● WORK ITEM
Report each line of the entries below that has the word "dark" in it.

Source records:

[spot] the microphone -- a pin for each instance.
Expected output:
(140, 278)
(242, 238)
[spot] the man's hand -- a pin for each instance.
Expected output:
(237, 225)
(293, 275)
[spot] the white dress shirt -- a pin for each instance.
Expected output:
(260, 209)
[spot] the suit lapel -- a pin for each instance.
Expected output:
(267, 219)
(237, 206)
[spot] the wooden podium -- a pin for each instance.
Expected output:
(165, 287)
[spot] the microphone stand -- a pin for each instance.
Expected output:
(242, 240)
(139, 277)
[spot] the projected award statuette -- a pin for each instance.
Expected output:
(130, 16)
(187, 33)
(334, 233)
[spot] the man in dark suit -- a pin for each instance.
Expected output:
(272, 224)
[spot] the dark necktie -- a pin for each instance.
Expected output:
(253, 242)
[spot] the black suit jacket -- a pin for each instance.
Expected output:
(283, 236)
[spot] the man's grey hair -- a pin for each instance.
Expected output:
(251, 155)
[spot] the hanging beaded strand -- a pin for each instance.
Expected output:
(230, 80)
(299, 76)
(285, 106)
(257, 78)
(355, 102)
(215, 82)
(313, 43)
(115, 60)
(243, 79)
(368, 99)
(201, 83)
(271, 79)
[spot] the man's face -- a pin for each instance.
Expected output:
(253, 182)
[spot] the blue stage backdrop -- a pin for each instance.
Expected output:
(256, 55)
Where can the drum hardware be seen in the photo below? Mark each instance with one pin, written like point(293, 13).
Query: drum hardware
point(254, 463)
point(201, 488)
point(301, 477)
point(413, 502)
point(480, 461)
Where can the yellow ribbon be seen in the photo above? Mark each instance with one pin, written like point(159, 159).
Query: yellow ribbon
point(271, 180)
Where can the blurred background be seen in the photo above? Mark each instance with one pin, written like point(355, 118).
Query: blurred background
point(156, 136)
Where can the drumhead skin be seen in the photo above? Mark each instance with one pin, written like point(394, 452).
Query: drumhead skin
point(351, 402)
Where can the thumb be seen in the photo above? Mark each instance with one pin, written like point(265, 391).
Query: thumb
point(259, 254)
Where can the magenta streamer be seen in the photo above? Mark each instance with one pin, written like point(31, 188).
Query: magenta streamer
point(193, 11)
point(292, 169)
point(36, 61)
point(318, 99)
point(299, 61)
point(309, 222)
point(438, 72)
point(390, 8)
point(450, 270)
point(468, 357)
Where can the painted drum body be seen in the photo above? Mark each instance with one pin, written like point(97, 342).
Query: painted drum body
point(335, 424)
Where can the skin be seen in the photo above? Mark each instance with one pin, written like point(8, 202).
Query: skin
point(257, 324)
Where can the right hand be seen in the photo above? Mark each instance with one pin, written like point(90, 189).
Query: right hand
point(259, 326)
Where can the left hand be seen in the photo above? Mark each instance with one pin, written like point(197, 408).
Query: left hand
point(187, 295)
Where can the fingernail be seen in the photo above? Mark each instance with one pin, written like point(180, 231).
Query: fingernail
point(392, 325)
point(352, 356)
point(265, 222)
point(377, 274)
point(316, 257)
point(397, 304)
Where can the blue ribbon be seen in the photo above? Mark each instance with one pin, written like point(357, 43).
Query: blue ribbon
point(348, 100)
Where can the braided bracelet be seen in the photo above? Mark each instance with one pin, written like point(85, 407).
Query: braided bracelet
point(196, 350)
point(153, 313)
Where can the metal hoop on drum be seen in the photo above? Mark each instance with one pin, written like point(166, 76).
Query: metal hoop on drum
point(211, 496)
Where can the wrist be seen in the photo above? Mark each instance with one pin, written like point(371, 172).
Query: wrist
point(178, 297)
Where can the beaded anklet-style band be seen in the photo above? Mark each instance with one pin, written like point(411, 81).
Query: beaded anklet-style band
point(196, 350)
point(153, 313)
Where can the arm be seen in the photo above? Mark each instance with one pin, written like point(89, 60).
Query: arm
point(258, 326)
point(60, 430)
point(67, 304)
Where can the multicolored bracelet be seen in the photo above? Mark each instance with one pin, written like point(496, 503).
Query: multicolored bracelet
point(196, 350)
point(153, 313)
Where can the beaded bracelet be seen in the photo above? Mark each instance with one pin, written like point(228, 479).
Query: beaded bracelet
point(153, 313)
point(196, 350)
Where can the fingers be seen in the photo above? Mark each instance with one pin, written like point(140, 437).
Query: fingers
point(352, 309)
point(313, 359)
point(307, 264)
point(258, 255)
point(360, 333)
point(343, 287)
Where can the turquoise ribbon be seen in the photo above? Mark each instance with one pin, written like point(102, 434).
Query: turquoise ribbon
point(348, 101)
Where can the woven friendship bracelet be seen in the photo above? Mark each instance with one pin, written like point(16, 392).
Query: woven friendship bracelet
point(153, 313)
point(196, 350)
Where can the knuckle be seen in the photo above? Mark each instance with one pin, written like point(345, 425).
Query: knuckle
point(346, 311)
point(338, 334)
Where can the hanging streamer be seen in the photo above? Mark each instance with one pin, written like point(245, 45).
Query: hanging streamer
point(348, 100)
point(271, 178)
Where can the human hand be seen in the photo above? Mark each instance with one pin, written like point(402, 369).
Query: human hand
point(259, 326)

● OUTPUT OF THE TASK
[spot] the man in dark suit -- a pin for each instance.
[spot] the dark necktie -- a pin for each instance.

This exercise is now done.